• [問題 1]: 櫻木彩人さんについての記事で、櫻木さんがかつて所属していた団体と現在所属している団体の名前をすべて挙げてください。
• [問題 2]: 櫻木彩人さんについての記事の「女子サッカーで活躍 ちふれのLGBTQ+アンバサダーは元女性 育ててくれた母親にも理解得られず」から「のLGBTQ+アンバサダーを務めている。」までを、両端も含めて一字一句そのまま書き写してください。

• [本文抜粋]:
────────────────────

埼玉新聞

 

女子サッカーで活躍 ちふれのLGBTQ+アンバサダーは元女性 育ててくれた母親にも理解得られず 戸籍と名前を変え結婚、1児の父親に 18日、蕨で講演「私たちにはいろいろな形がある」

  • 「私たちにはいろいろな形がある」と話す、ちふれLGBTQ+アンバサダーの櫻木彩人さん

    「私たちにはいろいろな形がある」と話す、ちふれLGBTQ+アンバサダーの櫻木彩人さん=4日午後、蕨市役所

  • 「私たちにはいろいろな形がある」と話す、ちふれLGBTQ+アンバサダーの櫻木彩人さん

 東京都出身の櫻木彩人さん(37)は女子サッカー「ちふれASエルフェン埼玉」で活躍した元女性。現在は、ちふれグループのLGBTQ+アンバサダーを務めている。

 幼い頃から性別に違和感を覚えた。小学4年の時、仲良しの女の子との「お泊まり会」で、一緒に手をつないで寝た時のことを今も覚えている。

 兄の影響でサッカーを始め、小、中、高校とボールを追った。進学した川越市の尚美学園大では「インカレに出たい」との強い思いを持ち、同市内での1人暮らしも経験した。

────────────────────

• [抽出項目]:
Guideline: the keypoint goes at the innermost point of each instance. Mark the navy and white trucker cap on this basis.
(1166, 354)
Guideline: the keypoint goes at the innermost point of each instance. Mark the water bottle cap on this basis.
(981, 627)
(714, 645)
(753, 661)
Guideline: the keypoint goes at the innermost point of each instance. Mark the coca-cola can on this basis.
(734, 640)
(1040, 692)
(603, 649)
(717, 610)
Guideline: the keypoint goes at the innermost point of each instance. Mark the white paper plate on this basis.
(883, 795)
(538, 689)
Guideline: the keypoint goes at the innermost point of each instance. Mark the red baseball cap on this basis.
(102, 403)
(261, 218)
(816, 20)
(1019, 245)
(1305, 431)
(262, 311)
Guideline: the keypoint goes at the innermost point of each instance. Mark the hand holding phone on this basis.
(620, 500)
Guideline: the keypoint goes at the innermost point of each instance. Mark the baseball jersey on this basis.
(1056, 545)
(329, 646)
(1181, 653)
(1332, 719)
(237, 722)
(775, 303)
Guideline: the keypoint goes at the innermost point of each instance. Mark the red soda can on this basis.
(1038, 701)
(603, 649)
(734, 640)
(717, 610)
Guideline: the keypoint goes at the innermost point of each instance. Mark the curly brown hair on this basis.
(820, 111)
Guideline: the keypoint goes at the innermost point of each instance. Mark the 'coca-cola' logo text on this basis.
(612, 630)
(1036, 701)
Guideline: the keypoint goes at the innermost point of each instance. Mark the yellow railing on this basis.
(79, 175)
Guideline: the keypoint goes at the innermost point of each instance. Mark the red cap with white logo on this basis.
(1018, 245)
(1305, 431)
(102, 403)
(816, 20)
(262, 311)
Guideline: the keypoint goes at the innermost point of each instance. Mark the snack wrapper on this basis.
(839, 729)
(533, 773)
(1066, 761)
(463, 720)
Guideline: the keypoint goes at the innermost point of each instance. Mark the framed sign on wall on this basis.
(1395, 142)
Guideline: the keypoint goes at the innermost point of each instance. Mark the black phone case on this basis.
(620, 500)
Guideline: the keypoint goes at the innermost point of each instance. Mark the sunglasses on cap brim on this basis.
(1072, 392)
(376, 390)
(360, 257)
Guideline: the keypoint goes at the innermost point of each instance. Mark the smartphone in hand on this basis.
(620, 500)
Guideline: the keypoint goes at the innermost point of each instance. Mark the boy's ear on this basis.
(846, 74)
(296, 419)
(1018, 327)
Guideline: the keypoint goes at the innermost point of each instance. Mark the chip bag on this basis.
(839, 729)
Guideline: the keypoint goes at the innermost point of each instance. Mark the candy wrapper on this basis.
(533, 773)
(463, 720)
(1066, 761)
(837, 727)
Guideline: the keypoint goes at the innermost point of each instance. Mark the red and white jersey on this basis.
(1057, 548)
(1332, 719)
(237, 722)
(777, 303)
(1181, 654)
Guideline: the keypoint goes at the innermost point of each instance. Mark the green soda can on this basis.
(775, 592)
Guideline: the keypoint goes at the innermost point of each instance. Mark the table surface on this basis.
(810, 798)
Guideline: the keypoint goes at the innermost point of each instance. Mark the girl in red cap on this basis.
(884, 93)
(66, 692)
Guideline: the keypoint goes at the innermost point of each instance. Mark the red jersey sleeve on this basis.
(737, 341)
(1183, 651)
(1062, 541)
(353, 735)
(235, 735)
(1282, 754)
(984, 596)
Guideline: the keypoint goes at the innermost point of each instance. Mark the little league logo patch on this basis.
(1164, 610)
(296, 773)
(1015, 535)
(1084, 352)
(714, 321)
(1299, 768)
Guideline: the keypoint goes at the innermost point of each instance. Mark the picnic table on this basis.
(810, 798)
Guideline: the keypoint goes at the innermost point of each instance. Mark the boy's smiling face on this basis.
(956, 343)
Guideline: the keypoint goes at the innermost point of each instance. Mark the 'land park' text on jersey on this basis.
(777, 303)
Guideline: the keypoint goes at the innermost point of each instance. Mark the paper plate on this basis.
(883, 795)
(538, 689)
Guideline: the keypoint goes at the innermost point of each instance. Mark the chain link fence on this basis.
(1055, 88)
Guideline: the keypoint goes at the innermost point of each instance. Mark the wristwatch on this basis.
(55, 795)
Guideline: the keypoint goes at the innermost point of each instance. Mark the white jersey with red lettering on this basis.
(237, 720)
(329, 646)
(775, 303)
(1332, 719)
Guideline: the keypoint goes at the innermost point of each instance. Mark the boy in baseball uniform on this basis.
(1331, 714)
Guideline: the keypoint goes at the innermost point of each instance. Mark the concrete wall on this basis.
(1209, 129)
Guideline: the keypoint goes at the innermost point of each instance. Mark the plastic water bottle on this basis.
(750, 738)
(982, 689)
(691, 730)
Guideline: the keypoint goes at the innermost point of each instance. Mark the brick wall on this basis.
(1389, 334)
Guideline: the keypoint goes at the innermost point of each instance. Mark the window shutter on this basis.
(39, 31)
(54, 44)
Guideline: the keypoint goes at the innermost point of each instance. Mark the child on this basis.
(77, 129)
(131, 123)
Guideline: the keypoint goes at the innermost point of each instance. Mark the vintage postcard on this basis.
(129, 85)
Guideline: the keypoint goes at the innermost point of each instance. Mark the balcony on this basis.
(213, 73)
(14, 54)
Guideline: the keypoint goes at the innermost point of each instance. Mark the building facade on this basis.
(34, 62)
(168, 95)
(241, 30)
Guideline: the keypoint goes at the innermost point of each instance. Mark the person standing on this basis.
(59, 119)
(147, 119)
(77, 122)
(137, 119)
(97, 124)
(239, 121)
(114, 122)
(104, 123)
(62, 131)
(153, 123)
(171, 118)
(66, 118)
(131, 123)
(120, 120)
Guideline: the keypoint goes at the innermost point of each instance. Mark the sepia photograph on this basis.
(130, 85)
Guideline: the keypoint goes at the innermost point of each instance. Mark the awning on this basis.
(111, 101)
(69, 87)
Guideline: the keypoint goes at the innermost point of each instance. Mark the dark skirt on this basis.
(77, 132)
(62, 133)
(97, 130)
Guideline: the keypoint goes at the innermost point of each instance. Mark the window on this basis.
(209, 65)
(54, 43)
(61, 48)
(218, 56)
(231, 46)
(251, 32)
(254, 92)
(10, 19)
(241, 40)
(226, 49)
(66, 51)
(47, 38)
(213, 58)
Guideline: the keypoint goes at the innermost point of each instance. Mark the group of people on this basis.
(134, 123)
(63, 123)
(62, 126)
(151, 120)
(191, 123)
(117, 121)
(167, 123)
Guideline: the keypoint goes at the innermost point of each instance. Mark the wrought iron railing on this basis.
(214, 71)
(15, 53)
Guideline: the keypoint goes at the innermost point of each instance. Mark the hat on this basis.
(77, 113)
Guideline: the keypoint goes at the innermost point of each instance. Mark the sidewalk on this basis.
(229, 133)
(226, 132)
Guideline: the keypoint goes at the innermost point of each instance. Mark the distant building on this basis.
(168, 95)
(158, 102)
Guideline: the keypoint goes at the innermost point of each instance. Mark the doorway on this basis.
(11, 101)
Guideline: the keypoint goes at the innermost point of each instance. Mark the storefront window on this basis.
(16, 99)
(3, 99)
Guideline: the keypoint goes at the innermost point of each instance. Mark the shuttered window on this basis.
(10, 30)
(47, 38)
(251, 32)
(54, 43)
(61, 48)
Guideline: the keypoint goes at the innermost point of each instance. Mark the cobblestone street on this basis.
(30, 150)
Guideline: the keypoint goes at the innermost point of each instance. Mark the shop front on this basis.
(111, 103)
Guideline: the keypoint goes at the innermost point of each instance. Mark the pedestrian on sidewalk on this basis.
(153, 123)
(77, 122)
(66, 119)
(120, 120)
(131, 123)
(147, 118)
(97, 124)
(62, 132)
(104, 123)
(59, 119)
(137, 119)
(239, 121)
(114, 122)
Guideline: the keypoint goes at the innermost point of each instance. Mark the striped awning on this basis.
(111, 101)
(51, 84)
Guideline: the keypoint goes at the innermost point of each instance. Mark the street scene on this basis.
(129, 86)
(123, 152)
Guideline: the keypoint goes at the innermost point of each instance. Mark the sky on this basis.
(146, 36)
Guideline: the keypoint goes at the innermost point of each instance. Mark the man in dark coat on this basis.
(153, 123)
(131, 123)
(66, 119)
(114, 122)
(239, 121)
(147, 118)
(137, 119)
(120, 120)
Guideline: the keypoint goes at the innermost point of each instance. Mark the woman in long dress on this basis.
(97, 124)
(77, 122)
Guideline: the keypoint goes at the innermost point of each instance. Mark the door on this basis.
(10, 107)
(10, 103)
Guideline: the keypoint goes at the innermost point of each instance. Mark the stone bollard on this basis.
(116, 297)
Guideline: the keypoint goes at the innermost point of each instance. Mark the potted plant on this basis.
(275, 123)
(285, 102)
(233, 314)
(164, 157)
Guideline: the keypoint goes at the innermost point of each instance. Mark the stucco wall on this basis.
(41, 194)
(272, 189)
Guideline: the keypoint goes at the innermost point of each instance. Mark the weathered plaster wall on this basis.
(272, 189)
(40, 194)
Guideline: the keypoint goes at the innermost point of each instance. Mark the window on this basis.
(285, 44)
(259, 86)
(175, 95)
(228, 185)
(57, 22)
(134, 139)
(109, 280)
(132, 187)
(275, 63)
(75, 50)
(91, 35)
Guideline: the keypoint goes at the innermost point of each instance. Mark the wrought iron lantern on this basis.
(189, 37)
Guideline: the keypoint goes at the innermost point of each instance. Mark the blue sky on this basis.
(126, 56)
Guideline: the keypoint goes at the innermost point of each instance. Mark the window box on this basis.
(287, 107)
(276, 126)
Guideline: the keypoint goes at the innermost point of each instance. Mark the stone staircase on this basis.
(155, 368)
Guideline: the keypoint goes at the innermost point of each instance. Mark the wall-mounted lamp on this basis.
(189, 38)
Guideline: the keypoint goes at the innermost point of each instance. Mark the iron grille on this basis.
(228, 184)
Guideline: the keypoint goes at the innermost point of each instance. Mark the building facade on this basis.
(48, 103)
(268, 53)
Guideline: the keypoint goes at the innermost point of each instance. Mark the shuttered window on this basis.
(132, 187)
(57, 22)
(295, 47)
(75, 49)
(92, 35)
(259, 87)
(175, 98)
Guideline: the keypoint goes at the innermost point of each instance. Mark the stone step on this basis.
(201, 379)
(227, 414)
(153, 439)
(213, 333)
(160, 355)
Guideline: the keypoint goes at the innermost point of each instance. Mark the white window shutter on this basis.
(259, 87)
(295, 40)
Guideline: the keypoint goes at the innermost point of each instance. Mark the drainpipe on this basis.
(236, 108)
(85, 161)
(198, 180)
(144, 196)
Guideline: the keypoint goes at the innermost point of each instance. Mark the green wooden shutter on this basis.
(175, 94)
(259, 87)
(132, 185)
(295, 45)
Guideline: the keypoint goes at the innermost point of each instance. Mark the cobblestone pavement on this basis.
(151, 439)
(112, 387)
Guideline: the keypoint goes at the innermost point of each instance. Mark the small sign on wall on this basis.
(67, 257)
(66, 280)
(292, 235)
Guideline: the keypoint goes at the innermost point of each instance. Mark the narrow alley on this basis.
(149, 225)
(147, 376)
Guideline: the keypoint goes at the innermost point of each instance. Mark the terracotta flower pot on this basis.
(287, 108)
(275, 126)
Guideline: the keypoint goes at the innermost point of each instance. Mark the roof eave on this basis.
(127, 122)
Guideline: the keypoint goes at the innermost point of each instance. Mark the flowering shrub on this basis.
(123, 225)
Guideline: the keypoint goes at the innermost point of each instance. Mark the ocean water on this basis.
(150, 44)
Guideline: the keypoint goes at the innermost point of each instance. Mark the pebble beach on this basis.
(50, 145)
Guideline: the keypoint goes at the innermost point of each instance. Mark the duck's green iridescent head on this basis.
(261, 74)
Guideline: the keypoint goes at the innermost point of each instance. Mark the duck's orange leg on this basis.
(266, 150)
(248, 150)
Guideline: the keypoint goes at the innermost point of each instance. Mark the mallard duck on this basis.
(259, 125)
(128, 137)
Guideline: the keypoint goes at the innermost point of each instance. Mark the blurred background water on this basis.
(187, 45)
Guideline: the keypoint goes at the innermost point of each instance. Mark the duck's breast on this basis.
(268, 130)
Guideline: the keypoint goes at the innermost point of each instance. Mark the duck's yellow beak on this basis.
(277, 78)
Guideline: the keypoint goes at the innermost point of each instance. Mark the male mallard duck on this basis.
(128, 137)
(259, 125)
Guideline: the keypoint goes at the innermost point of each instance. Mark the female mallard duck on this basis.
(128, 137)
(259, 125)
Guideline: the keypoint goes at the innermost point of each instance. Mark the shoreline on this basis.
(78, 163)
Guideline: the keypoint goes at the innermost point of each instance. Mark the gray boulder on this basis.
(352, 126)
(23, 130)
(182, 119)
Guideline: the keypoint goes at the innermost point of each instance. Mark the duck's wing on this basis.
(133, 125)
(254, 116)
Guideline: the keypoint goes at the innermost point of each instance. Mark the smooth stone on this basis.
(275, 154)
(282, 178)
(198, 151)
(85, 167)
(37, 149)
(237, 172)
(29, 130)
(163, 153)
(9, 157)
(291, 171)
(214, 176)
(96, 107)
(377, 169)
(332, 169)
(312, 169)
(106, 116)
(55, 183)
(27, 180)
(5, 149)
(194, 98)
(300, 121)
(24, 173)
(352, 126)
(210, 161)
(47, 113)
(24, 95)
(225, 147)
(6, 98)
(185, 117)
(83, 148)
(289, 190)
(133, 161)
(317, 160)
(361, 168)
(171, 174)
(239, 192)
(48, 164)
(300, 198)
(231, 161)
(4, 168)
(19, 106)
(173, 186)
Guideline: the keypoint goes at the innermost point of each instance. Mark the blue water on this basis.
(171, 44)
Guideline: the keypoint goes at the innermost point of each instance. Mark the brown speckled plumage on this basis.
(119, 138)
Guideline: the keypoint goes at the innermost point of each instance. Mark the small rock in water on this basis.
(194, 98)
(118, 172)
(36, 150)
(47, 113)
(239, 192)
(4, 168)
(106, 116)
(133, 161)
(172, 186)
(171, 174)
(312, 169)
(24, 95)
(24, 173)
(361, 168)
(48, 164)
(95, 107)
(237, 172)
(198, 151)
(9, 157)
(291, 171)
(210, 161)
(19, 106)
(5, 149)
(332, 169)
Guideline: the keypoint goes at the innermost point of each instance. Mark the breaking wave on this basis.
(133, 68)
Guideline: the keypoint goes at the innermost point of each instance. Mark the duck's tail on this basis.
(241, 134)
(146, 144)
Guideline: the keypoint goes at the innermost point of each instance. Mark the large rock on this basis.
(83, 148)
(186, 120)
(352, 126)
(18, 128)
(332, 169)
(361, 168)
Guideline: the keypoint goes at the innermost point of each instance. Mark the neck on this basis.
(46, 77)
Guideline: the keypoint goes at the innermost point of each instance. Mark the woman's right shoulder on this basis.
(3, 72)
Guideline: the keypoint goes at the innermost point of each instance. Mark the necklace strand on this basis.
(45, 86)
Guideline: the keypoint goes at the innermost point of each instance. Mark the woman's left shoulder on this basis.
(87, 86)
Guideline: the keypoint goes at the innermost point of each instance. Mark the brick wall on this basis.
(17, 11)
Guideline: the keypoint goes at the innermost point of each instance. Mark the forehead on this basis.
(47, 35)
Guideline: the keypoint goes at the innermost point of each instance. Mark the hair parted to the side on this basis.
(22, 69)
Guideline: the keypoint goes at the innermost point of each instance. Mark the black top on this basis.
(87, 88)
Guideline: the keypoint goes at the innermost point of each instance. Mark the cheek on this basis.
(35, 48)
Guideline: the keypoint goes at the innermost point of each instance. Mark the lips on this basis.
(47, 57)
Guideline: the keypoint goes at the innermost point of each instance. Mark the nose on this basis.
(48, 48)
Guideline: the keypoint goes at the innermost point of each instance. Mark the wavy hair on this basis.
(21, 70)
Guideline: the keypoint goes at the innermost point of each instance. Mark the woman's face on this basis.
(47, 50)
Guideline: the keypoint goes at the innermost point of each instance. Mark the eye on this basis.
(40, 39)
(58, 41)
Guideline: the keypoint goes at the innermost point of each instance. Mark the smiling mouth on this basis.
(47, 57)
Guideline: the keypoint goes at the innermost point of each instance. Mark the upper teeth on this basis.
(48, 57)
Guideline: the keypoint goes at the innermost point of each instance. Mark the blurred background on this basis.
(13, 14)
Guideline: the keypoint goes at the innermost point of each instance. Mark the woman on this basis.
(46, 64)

────────────────────

• [結果 1]: ちふれASエルフェン埼玉、ちふれグループ、尚美学園大

• [結果 2]:
女子サッカーで活躍 ちふれのLGBTQ+アンバサダーは元女性 育ててくれた母親にも理解得られず 戸籍と名前を変え結婚、1児の父親に 18日、蕨で講演「私たちにはいろいろな形がある」

  • 「私たちにはいろいろな形がある」と話す、ちふれLGBTQ+アンバサダーの櫻木彩人さん

    「私たちにはいろいろな形がある」と話す、ちふれLGBTQ+アンバサダーの櫻木彩人さん=4日午後、蕨市役所

  • 「私たちにはいろいろな形がある」と話す、ちふれLGBTQ+アンバサダーの櫻木彩人さん

 東京都出身の櫻木彩人さん(37)は女子サッカー「ちふれASエルフェン埼玉」で活躍した元女性。現在は、ちふれグループのLGBTQ+アンバサダーを務めている。